=== PROBLEM STATEMENT ===
Render the entries below as a JSON list of strings, one string for each line, with blank lines skipped. Leave the pictures out.

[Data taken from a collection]
────────────────────────────────────────

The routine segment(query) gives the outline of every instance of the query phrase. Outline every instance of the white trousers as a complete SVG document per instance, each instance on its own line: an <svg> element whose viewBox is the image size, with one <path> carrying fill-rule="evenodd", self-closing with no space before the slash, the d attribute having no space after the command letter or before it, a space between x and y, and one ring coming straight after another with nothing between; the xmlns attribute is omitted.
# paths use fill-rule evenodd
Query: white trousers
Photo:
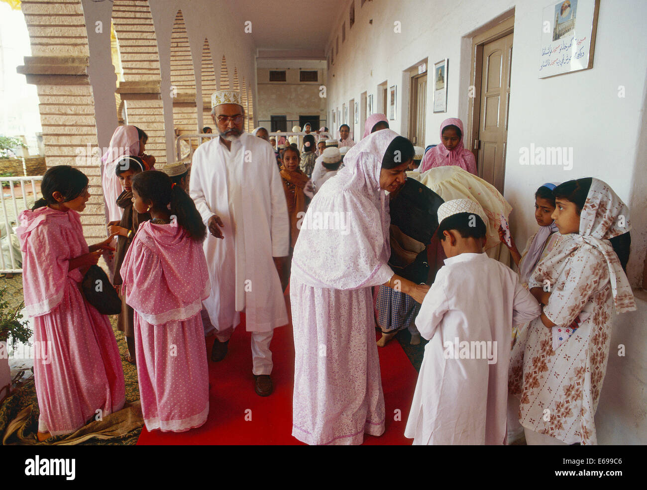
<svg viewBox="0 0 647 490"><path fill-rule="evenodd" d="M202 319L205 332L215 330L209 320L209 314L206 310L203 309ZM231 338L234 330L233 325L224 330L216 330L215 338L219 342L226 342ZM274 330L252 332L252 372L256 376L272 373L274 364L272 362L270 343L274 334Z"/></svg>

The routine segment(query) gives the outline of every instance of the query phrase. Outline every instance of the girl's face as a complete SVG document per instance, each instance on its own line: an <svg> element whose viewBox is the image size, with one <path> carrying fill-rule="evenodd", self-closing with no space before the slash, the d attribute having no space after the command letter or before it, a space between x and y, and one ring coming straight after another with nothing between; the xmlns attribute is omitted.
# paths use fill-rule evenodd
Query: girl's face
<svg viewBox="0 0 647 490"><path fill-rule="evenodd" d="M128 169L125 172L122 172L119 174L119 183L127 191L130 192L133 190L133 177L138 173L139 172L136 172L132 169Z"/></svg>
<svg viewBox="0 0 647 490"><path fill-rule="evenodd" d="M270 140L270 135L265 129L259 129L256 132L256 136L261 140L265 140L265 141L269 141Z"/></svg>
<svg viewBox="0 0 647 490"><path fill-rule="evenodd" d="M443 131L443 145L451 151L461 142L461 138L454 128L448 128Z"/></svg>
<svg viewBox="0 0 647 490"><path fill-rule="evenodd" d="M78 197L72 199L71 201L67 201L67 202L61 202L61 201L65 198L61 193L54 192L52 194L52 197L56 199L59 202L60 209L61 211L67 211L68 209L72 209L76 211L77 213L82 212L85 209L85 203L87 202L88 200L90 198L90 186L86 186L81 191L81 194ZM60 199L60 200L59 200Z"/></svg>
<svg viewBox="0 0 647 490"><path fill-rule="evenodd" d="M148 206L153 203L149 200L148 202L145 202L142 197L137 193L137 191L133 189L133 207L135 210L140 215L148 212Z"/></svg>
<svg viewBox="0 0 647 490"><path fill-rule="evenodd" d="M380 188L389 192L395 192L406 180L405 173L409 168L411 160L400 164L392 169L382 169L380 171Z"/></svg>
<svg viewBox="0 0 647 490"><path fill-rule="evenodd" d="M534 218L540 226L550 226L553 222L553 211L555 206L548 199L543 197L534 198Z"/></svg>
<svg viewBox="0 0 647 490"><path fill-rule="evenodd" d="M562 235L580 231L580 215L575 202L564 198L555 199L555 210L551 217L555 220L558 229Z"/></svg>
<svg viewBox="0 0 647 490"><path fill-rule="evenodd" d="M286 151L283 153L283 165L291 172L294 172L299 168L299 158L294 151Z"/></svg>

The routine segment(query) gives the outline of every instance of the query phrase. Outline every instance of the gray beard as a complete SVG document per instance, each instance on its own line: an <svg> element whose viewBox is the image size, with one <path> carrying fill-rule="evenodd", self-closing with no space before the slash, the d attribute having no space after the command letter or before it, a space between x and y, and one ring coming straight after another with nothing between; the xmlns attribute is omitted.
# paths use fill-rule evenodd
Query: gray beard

────────────────────────────────────────

=== FINISHED EXERCISE ===
[
  "The routine segment(query) gives the outline of every instance of the query phrase. Outline every instance of the white trousers as a complete SVG document per instance, each instance on its own line: an <svg> element whose viewBox is the image size, with one <path> carrying fill-rule=\"evenodd\", self-closing with no space before the slash, the d attribute having no space after the command letter or before it, a space between x and y, and one ring coming straight after another with nothing between; the xmlns attribute is omitted.",
  "# paths use fill-rule evenodd",
  "Query: white trousers",
  "Photo:",
  "<svg viewBox=\"0 0 647 490\"><path fill-rule=\"evenodd\" d=\"M202 319L205 332L215 330L209 320L209 314L206 310L203 309ZM231 338L234 330L233 325L224 330L216 330L215 338L219 342L226 342ZM274 330L252 332L252 372L256 376L272 373L274 364L272 362L270 343L274 334Z\"/></svg>",
  "The routine segment(query) gives the outline of every instance of the query phrase. Outline every instance of the girl's face as a complete SVG document per instance, each instance on its own line: an <svg> element whose viewBox is the image size, with one <path> carrying fill-rule=\"evenodd\", self-closing with no space before the slash, the d attribute having no space after the command letter or before it, a space between x and y, and one ring coming straight after another with nothing between; the xmlns attribute is omitted.",
  "# paths use fill-rule evenodd",
  "Query: girl's face",
  "<svg viewBox=\"0 0 647 490\"><path fill-rule=\"evenodd\" d=\"M128 169L125 172L122 172L119 174L119 183L127 191L130 192L133 190L133 177L138 173L139 172L136 172L132 169Z\"/></svg>",
  "<svg viewBox=\"0 0 647 490\"><path fill-rule=\"evenodd\" d=\"M270 140L270 135L265 129L259 129L256 132L256 136L261 140L265 140L265 141L269 141Z\"/></svg>",
  "<svg viewBox=\"0 0 647 490\"><path fill-rule=\"evenodd\" d=\"M443 131L443 145L451 151L461 142L461 138L454 128L448 128Z\"/></svg>",
  "<svg viewBox=\"0 0 647 490\"><path fill-rule=\"evenodd\" d=\"M78 197L72 199L71 201L67 201L67 202L61 202L61 201L65 198L61 193L54 192L52 194L52 197L56 199L59 202L60 209L61 211L67 211L68 209L72 209L76 211L77 213L82 212L85 209L85 203L87 202L88 200L90 198L90 186L86 186L81 191L81 194ZM60 199L60 200L59 200Z\"/></svg>",
  "<svg viewBox=\"0 0 647 490\"><path fill-rule=\"evenodd\" d=\"M148 206L153 203L149 200L148 202L145 202L142 197L137 193L137 191L133 189L133 207L135 210L140 215L148 212Z\"/></svg>",
  "<svg viewBox=\"0 0 647 490\"><path fill-rule=\"evenodd\" d=\"M380 188L389 192L395 192L406 180L405 173L409 168L411 160L400 164L392 169L382 169L380 171Z\"/></svg>",
  "<svg viewBox=\"0 0 647 490\"><path fill-rule=\"evenodd\" d=\"M534 218L540 226L550 226L553 222L553 211L555 206L548 199L543 197L534 198Z\"/></svg>",
  "<svg viewBox=\"0 0 647 490\"><path fill-rule=\"evenodd\" d=\"M562 235L580 231L580 215L575 202L564 198L555 199L555 210L551 217L555 220L558 229Z\"/></svg>",
  "<svg viewBox=\"0 0 647 490\"><path fill-rule=\"evenodd\" d=\"M286 151L283 153L283 165L291 172L294 172L299 168L299 158L294 151Z\"/></svg>",
  "The routine segment(query) gives the outline of every instance of the query phrase. Outline every instance of the gray beard as a complete SVG document per instance, each instance on its own line: an <svg> element whose viewBox is the image size, with one <path> carrying fill-rule=\"evenodd\", self-closing with no space before the slash, the d attribute having no space after the command letter or before it, a space between x and y, and one ring coming straight after another with nothing between; the xmlns attribute is omitted.",
  "# paths use fill-rule evenodd",
  "Query: gray beard"
]